### Task
Report back each line of the records that contains the string "face".

### Data to examine
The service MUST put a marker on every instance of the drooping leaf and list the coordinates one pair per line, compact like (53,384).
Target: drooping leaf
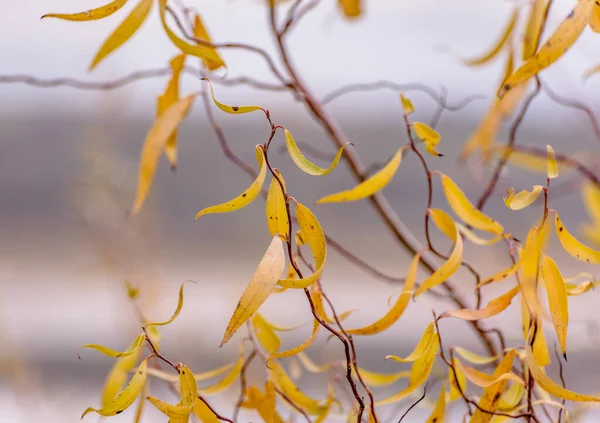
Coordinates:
(399,306)
(464,209)
(247,197)
(123,32)
(135,346)
(429,136)
(90,15)
(313,234)
(450,266)
(523,198)
(276,209)
(573,246)
(127,397)
(559,42)
(497,46)
(260,286)
(303,163)
(369,186)
(557,300)
(154,145)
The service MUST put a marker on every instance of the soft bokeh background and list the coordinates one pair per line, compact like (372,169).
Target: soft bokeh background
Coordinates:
(68,172)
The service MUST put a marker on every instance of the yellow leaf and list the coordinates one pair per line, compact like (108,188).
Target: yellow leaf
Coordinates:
(464,209)
(557,300)
(369,186)
(483,380)
(429,136)
(313,234)
(523,198)
(451,265)
(201,33)
(535,24)
(154,145)
(276,209)
(497,46)
(135,346)
(494,307)
(175,314)
(303,163)
(90,15)
(127,396)
(418,375)
(428,337)
(247,196)
(573,246)
(351,8)
(260,286)
(552,164)
(397,309)
(407,105)
(123,32)
(549,385)
(559,42)
(202,52)
(265,334)
(491,395)
(168,98)
(437,415)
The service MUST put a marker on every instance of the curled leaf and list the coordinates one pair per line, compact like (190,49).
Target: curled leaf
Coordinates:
(303,163)
(247,197)
(124,31)
(259,288)
(369,186)
(90,15)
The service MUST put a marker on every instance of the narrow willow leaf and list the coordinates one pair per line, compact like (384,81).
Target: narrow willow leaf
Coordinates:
(369,186)
(127,397)
(276,209)
(491,395)
(483,380)
(193,50)
(123,32)
(287,386)
(573,246)
(549,385)
(90,15)
(497,46)
(559,42)
(135,346)
(265,334)
(464,209)
(303,163)
(450,266)
(263,281)
(154,145)
(557,300)
(429,136)
(247,197)
(493,308)
(535,24)
(313,234)
(177,310)
(418,374)
(523,198)
(166,100)
(437,415)
(407,106)
(399,306)
(552,164)
(201,33)
(422,347)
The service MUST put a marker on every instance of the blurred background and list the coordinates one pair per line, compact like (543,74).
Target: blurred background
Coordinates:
(68,172)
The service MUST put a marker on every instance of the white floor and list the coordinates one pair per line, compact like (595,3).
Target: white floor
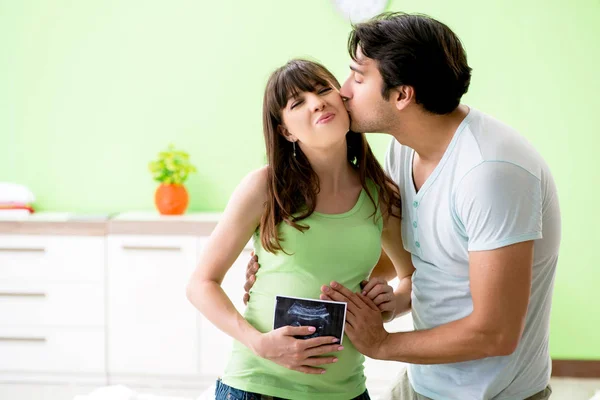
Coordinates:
(563,389)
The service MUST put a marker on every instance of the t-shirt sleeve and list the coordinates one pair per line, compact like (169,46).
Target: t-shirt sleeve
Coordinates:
(499,204)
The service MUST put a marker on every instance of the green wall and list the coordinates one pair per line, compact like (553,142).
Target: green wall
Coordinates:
(90,91)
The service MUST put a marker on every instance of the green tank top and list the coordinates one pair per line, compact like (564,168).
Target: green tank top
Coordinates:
(342,247)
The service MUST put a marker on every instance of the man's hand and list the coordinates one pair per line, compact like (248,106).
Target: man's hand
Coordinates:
(303,355)
(364,323)
(382,294)
(251,270)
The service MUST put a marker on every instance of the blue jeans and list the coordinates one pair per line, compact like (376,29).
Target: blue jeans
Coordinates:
(224,392)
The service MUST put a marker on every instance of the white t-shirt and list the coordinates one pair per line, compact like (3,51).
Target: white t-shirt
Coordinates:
(490,189)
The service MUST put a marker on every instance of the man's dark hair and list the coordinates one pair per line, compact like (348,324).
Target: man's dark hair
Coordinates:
(419,51)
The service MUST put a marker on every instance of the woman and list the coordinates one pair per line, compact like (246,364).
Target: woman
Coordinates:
(319,211)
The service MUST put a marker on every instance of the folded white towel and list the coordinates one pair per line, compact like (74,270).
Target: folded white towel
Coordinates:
(15,193)
(12,215)
(116,392)
(120,392)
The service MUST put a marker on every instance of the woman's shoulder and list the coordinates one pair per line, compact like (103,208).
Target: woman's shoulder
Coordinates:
(254,184)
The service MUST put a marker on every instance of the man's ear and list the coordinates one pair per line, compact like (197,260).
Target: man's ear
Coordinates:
(402,96)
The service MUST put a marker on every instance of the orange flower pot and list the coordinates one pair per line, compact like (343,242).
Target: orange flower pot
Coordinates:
(171,199)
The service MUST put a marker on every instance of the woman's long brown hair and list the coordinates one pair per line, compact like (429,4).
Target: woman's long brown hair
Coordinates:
(292,184)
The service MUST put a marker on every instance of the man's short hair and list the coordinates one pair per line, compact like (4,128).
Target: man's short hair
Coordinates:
(418,51)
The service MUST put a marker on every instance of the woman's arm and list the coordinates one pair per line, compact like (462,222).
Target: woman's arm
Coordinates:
(238,223)
(392,253)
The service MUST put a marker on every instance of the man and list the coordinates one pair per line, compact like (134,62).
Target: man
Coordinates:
(480,218)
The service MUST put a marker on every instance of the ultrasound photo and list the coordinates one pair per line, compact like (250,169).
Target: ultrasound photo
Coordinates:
(327,317)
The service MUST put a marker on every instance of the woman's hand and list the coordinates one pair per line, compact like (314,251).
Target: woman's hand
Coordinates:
(382,294)
(303,355)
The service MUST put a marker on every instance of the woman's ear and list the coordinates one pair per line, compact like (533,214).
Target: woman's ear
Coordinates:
(402,96)
(286,134)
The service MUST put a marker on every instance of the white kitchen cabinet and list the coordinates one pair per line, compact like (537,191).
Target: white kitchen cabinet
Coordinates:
(152,326)
(52,308)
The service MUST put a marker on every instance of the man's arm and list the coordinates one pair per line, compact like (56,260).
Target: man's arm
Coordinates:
(500,287)
(500,207)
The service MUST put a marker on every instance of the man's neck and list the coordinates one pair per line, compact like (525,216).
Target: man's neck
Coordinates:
(429,134)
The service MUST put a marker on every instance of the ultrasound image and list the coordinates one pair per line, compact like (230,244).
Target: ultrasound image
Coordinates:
(326,317)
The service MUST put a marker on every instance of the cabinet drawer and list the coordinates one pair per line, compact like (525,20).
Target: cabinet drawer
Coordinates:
(152,325)
(51,350)
(52,304)
(51,258)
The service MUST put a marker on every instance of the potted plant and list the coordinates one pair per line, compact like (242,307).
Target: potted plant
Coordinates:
(171,170)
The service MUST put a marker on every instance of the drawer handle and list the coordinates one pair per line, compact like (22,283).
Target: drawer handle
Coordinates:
(22,339)
(152,248)
(23,249)
(22,294)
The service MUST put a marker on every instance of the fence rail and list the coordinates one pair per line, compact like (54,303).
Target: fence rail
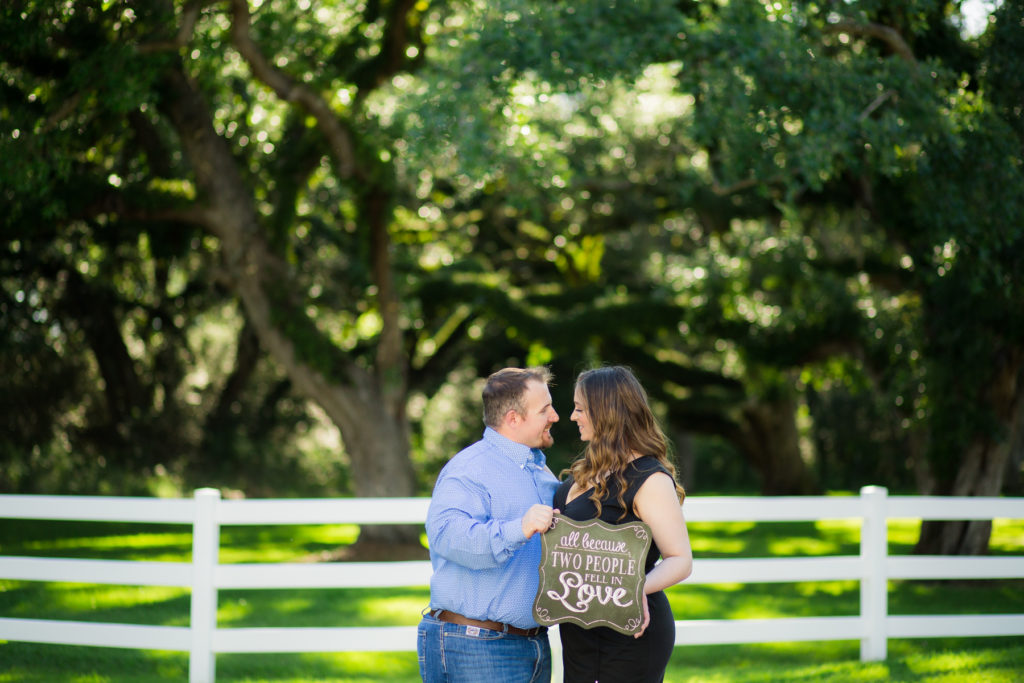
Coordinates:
(206,513)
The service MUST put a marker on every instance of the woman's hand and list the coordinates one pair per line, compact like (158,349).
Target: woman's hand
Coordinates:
(646,617)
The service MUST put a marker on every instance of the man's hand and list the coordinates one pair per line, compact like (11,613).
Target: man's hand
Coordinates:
(537,519)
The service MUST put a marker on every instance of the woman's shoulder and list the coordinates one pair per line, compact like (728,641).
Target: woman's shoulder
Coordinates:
(644,466)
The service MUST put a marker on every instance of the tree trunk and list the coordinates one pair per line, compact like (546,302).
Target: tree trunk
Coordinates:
(375,438)
(983,469)
(770,440)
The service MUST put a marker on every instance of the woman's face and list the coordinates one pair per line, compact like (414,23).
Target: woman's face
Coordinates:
(581,417)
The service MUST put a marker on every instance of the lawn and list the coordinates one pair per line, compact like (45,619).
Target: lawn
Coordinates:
(926,659)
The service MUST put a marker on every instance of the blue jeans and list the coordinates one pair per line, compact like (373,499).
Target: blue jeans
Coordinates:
(455,653)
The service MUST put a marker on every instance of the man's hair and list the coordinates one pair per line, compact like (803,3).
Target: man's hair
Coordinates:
(505,389)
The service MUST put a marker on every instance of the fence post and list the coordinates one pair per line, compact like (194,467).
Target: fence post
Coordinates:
(203,616)
(873,583)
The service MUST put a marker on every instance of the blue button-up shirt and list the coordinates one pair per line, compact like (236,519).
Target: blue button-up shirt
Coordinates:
(483,566)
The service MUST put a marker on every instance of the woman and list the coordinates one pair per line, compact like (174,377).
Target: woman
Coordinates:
(624,475)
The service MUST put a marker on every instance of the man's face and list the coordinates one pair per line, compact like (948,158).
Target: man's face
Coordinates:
(534,428)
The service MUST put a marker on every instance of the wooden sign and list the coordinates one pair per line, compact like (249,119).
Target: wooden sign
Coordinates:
(592,573)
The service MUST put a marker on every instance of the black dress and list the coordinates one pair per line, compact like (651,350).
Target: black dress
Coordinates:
(602,653)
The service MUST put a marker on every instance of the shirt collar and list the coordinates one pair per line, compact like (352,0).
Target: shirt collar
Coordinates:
(517,453)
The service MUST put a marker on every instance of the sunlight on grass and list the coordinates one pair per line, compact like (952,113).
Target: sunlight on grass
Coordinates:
(922,659)
(90,597)
(796,547)
(172,543)
(398,610)
(283,544)
(1008,536)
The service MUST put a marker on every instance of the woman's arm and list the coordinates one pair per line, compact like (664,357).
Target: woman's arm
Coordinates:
(658,507)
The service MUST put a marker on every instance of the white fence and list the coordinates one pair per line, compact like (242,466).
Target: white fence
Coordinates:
(205,575)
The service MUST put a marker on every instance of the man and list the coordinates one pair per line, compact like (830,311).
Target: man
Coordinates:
(491,503)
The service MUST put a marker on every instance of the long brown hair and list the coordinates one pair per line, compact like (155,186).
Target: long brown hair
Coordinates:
(623,424)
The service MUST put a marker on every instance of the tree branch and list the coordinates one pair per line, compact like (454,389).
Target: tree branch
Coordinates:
(887,35)
(189,16)
(289,90)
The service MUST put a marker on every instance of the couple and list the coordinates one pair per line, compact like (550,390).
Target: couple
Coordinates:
(493,501)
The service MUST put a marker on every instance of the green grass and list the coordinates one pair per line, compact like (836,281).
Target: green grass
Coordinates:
(925,659)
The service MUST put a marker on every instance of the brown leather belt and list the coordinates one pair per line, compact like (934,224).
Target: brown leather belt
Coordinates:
(452,617)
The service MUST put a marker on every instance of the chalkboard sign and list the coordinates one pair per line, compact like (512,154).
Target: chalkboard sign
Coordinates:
(592,573)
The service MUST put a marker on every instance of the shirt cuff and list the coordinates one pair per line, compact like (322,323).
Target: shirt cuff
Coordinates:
(512,535)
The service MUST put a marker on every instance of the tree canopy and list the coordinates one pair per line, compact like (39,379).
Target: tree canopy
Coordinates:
(230,228)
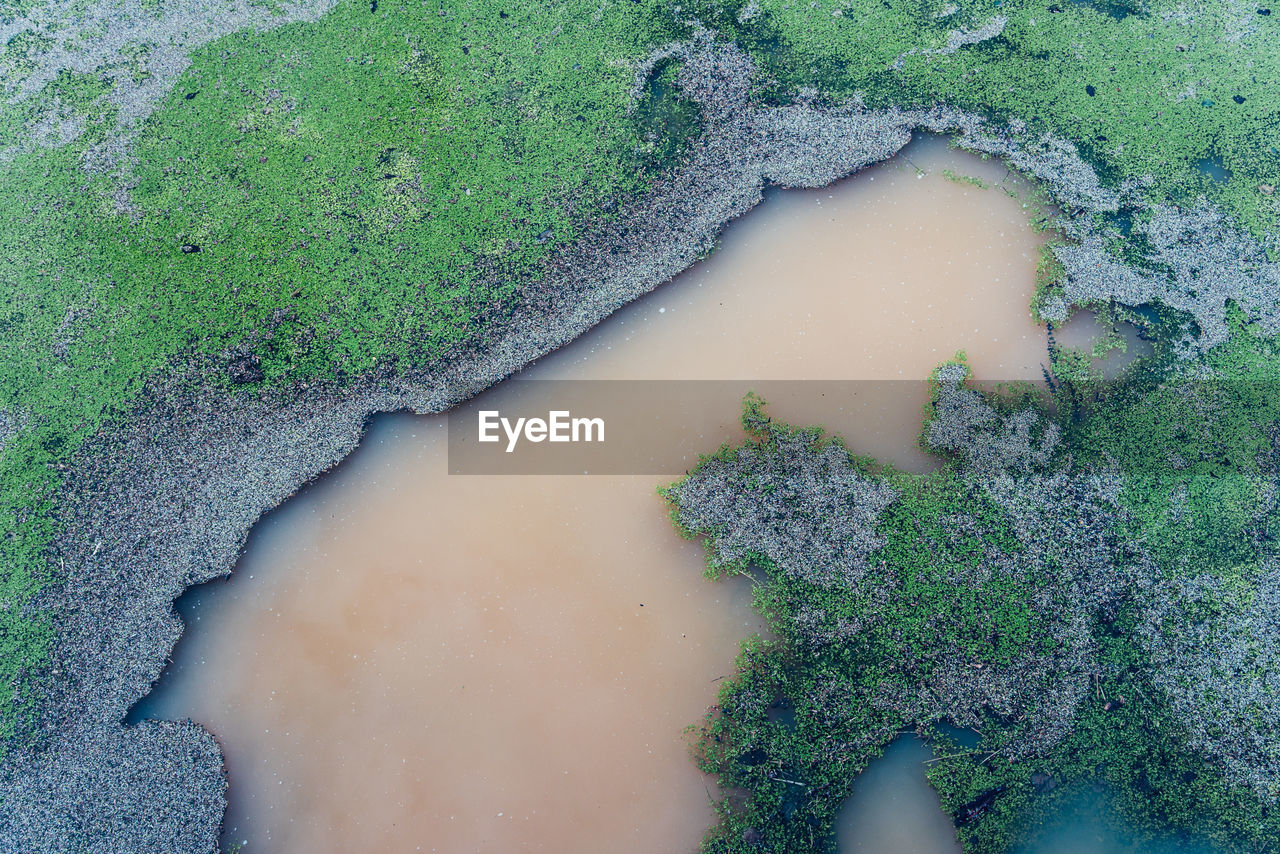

### Answer section
The service MUST put a marker on every instance of the woman's face and list the coordinates one pair per line, compact like (414,23).
Target: woman's face
The service MUST put a marker on every instance of the man's face and list the coordinates one pair per line, compact like (948,158).
Target: man's face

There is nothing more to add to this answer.